Stored entries:

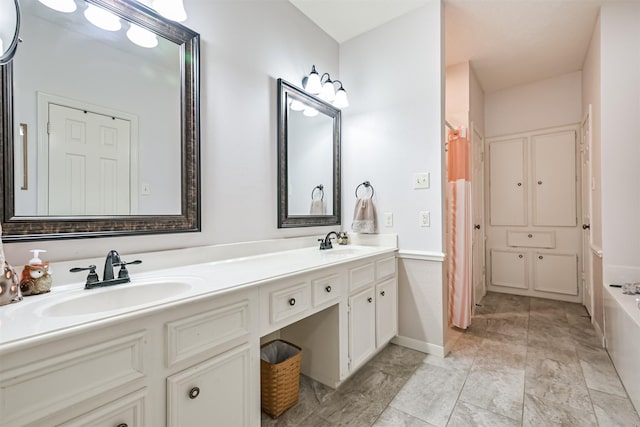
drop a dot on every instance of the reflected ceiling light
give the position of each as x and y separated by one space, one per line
311 83
297 105
102 18
170 9
141 36
325 89
310 112
66 6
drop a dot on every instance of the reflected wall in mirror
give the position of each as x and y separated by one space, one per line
308 159
113 146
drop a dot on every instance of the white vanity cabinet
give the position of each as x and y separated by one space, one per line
373 311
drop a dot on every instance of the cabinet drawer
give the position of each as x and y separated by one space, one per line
28 393
531 239
207 333
289 301
361 276
128 410
385 267
326 289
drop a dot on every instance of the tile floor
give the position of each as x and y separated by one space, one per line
523 362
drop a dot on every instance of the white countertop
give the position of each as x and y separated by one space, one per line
30 320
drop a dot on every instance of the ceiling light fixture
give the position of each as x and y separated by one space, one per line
325 89
170 9
102 18
66 6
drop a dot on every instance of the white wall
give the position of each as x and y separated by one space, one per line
245 47
546 103
620 97
393 127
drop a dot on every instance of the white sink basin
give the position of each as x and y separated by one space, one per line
116 297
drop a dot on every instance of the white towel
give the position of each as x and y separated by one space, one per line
364 216
318 207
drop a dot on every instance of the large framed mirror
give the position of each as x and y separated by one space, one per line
100 129
308 159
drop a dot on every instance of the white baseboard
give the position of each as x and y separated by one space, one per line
422 346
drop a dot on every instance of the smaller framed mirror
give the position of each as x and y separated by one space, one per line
308 159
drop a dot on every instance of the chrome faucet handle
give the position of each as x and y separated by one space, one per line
92 277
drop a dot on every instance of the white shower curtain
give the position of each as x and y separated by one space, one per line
459 229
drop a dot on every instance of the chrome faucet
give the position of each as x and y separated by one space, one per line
326 242
113 260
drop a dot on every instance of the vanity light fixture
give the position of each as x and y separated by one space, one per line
102 18
325 89
142 37
170 9
66 6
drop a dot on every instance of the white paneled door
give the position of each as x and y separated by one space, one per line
89 163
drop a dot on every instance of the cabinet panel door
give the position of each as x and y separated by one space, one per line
555 273
509 269
362 336
507 182
213 393
386 311
554 179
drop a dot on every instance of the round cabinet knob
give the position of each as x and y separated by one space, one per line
194 392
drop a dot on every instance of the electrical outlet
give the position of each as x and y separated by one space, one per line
424 219
388 219
421 180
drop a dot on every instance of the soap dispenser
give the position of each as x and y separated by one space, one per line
35 278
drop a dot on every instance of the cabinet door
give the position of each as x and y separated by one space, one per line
386 311
509 269
362 337
213 393
507 183
554 179
555 273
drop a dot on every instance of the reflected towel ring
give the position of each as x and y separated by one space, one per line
318 187
367 184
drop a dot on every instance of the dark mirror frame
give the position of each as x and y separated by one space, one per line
66 227
288 91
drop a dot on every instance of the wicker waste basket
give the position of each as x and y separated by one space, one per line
279 376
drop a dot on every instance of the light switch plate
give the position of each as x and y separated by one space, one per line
424 219
421 180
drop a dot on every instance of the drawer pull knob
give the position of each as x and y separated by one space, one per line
194 392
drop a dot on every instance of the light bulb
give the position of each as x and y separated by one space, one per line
341 100
313 85
142 37
66 6
170 9
327 93
102 18
310 112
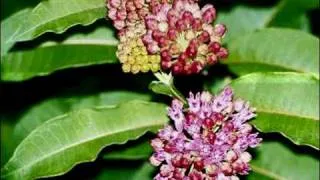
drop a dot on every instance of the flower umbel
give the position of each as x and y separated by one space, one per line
208 141
183 35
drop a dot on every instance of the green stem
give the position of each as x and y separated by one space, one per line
167 80
178 94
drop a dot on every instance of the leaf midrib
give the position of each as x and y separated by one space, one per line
84 142
55 19
264 63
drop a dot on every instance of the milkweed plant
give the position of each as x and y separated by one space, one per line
159 89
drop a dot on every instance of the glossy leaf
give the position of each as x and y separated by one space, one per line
274 50
79 136
243 19
136 171
287 103
132 151
97 47
9 27
290 13
58 15
49 109
275 161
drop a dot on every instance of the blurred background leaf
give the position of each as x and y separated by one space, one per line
274 49
287 103
97 47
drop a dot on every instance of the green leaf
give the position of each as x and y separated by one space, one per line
287 103
58 15
130 151
9 27
274 50
62 142
136 171
165 86
78 50
49 109
292 13
243 19
275 161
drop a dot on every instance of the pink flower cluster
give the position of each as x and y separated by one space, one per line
178 31
208 140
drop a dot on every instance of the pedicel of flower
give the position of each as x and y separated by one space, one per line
208 141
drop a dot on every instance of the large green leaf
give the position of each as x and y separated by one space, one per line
15 132
58 15
290 13
48 109
275 161
243 19
78 50
274 50
62 142
287 103
9 27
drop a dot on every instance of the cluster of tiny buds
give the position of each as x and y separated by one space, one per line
177 31
133 54
208 141
183 35
126 13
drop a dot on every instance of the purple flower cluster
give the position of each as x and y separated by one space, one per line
179 32
208 140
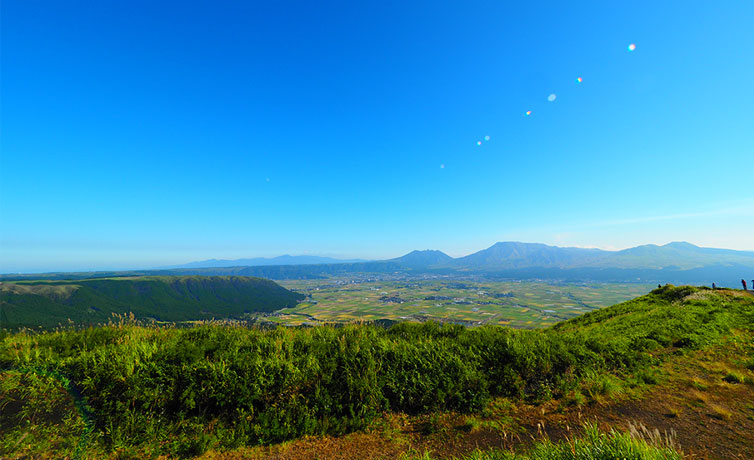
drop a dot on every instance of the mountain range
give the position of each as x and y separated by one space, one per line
517 255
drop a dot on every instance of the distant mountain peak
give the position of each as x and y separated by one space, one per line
681 245
423 258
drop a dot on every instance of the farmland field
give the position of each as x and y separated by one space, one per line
522 304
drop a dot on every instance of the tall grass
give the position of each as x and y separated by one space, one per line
638 444
181 391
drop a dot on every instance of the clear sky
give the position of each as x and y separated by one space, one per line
146 133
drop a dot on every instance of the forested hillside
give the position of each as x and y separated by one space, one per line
164 298
156 390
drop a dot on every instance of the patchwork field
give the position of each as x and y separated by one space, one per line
472 303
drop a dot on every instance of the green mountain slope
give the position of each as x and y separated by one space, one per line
181 391
164 298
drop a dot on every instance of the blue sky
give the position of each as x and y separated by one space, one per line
138 134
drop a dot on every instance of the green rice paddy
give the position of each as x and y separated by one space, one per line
516 304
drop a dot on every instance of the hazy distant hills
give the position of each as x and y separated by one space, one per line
265 261
163 298
516 255
678 255
426 258
676 263
523 255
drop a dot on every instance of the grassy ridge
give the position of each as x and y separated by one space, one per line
165 298
181 391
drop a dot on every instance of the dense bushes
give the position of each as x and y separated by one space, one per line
226 386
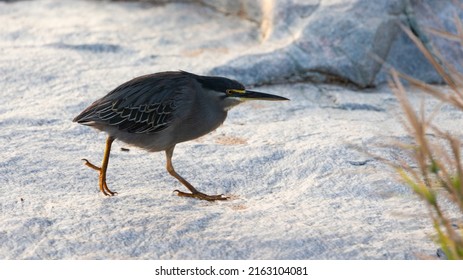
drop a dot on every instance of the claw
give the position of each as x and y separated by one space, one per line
92 166
203 196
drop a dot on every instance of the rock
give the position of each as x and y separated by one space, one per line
337 41
347 42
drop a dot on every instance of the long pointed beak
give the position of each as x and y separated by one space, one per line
248 94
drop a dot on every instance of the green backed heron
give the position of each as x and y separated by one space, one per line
156 112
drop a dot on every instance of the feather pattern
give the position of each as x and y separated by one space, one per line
145 104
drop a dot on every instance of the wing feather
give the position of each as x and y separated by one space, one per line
146 104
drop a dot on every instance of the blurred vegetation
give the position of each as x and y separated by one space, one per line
433 165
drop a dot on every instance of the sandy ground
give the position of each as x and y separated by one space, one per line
299 190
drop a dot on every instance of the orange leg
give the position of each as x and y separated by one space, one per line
104 166
194 192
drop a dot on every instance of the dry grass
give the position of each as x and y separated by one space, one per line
436 169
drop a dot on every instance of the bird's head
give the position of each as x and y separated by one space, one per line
232 92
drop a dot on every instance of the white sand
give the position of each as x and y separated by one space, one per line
299 191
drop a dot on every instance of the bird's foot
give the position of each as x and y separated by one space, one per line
106 191
200 195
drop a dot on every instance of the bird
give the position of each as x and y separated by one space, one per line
157 111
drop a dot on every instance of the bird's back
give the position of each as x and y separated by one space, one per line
144 105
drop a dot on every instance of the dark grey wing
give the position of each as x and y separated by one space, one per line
147 104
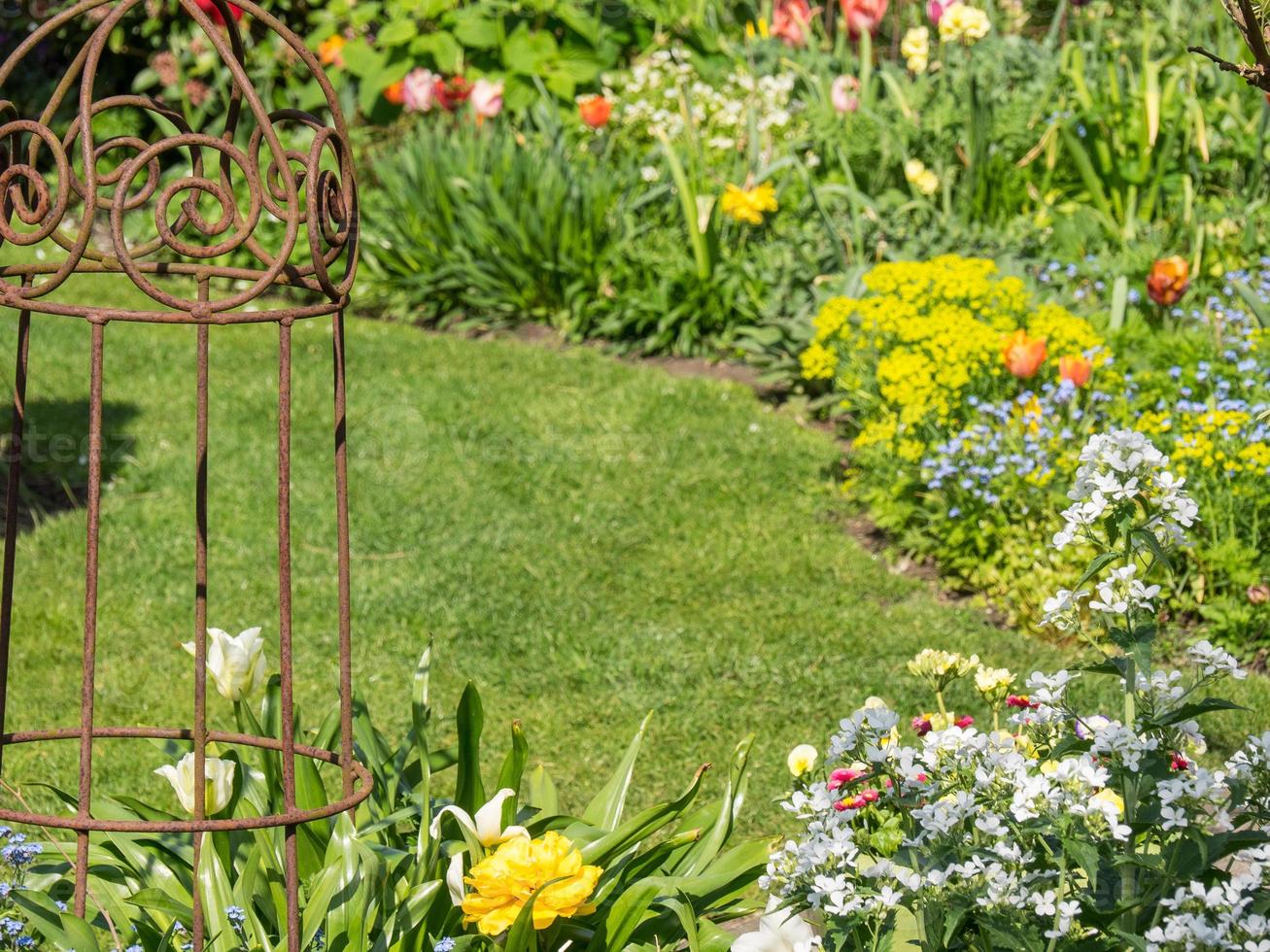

### Objective
Reproduce everything from the line containing "drop a dot on every instance of the bird's head" down to the end of the data, requests included. Multiply each coordinate in the answers by 0.25 and round to a whole number, with halves going up, and leave out the pictures.

### Exercise response
drop a dot on every instance of the bird's head
give the position of each as x and y separated by one space, one per line
58 23
drop a dot on every instance of the white sand
give the position of each as x and y separated by one space, one per line
75 48
drop a dot on every instance of the bird's foot
give the position of each as x and y separated by one space, one per line
27 48
50 49
drop a dot on every instance of the bird
give the position of each as x and y separated by one space, one per line
39 28
drop a dot on every instance of the bird's back
give the position of each as x and y separated by one space, one per line
36 26
drop a dot on every instance of the dark grey wing
give the position of each as x and y separated by one space, one per line
37 26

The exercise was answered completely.